━━━ Extracted records
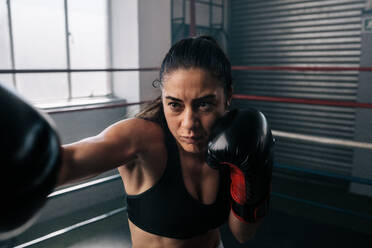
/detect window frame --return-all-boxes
[2,0,113,106]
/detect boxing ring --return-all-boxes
[1,65,372,247]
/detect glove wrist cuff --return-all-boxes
[231,195,270,223]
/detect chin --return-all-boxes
[180,142,206,154]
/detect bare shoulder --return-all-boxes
[100,117,165,153]
[113,117,164,139]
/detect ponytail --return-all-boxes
[135,96,166,126]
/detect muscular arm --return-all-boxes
[57,118,148,186]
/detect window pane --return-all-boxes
[17,73,69,102]
[0,75,14,91]
[11,0,67,69]
[68,0,109,98]
[11,0,68,101]
[68,0,108,69]
[0,0,12,69]
[195,2,209,27]
[71,72,109,98]
[0,0,14,90]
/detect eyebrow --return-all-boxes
[165,94,217,102]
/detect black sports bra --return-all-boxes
[126,125,230,239]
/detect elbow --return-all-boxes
[56,161,69,187]
[234,230,256,244]
[56,147,74,187]
[229,215,262,244]
[229,210,263,244]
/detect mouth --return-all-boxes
[179,136,204,144]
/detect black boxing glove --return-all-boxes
[0,84,61,240]
[207,109,274,223]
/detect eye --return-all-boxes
[197,101,213,111]
[168,102,182,111]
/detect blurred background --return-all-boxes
[0,0,371,247]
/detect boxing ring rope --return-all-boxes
[48,174,121,199]
[44,100,149,114]
[4,66,372,246]
[13,197,372,248]
[270,193,372,221]
[14,166,372,248]
[0,67,160,74]
[11,120,372,247]
[233,94,372,109]
[1,66,372,74]
[14,207,127,248]
[272,130,372,150]
[275,163,372,186]
[231,66,372,72]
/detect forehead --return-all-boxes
[162,68,223,99]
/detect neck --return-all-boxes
[177,144,206,164]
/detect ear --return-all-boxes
[226,86,233,107]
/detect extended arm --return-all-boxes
[0,83,148,239]
[58,118,143,186]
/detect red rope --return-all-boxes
[2,66,372,74]
[233,94,372,109]
[232,66,372,72]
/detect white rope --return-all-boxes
[13,207,126,248]
[272,130,372,150]
[48,174,121,198]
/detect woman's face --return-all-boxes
[162,68,229,154]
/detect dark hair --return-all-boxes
[136,36,233,123]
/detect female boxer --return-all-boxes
[2,36,273,247]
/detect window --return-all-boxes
[0,0,110,105]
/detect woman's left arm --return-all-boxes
[206,109,275,243]
[228,212,262,243]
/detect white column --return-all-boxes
[110,0,140,115]
[138,0,171,103]
[110,0,171,116]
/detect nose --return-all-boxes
[181,108,199,131]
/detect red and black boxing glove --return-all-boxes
[206,108,274,223]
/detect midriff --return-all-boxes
[128,219,221,248]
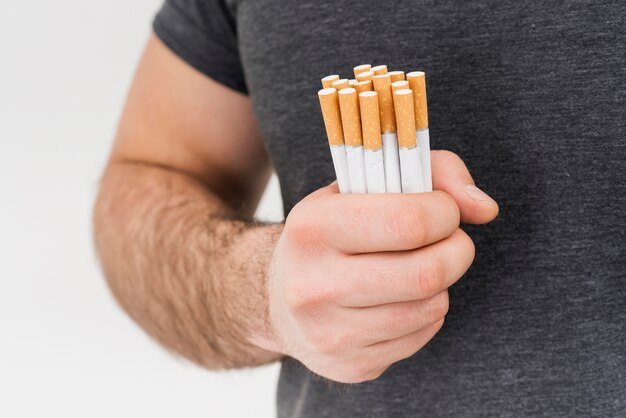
━━━━━━
Problem to solve> Each line above should be output exactly, apart from the pictures.

Your response>
/detect window frame --return-all-boxes
[2,0,113,106]
/detect boxing ring --return-all-boxes
[1,65,372,247]
/detect glove wrist cuff --return-all-boxes
[231,195,270,223]
/detect chin --return-all-boxes
[180,142,206,154]
/detect bare shoulder --return-all-boxes
[100,117,165,153]
[113,117,164,139]
/detect ponytail --return-all-boxes
[135,96,166,126]
/detect muscular arm --return-all-boxes
[57,118,148,186]
/detect window pane --return-all-boxes
[17,73,69,102]
[0,75,14,91]
[11,0,67,69]
[68,0,109,98]
[11,0,68,101]
[68,0,108,69]
[0,0,12,69]
[195,2,209,27]
[71,72,109,98]
[0,0,14,90]
/detect eyebrow --return-all-boxes
[165,94,217,102]
/detect black sports bra --return-all-boxes
[126,125,230,239]
/detect elbow --return-all-boxes
[56,161,69,187]
[234,230,256,244]
[56,147,74,187]
[229,215,262,244]
[229,210,263,244]
/detect mouth --return-all-boxes
[179,136,204,144]
/detect black boxing glove --return-all-boxes
[0,84,61,240]
[207,109,274,223]
/detect eye --return-all-boxes
[197,101,213,111]
[168,102,182,111]
/detect blurred background --return-all-boxes
[0,0,371,247]
/detect boxing ring rope --return-all-boxes
[48,174,121,199]
[44,100,149,114]
[4,66,372,246]
[13,197,372,248]
[270,193,372,221]
[14,166,372,248]
[0,67,160,74]
[11,120,372,247]
[233,94,372,109]
[1,66,372,74]
[14,207,127,248]
[272,130,372,150]
[275,163,372,186]
[231,66,372,72]
/detect forehead --return-all-boxes
[162,68,223,99]
/detect neck --return-all-boxes
[177,144,206,164]
/detect ear --return-all-boxes
[226,86,233,107]
/detect extended arm --return-all-boxes
[0,83,148,239]
[58,118,143,186]
/detect red rope --return-all-boxes
[2,66,372,74]
[233,94,372,109]
[232,66,372,72]
/detect white rope --return-all-boxes
[13,207,126,248]
[272,130,372,150]
[48,174,121,198]
/detect woman's face --return-all-boxes
[162,68,229,154]
/detect dark hair --return-all-boxes
[136,36,233,123]
/detect female boxer --return-all-boxes
[2,36,273,247]
/detect window --return-all-boxes
[0,0,110,105]
/detect woman's left arm --return-all-boxes
[206,109,275,243]
[228,212,262,243]
/detect white column --return-all-boxes
[110,0,140,115]
[138,0,171,103]
[110,0,171,116]
/detect nose --return-all-boxes
[181,108,199,131]
/detect red and black boxing glove --return-all-boxes
[206,108,274,223]
/detect midriff --return-all-boxes
[128,219,221,248]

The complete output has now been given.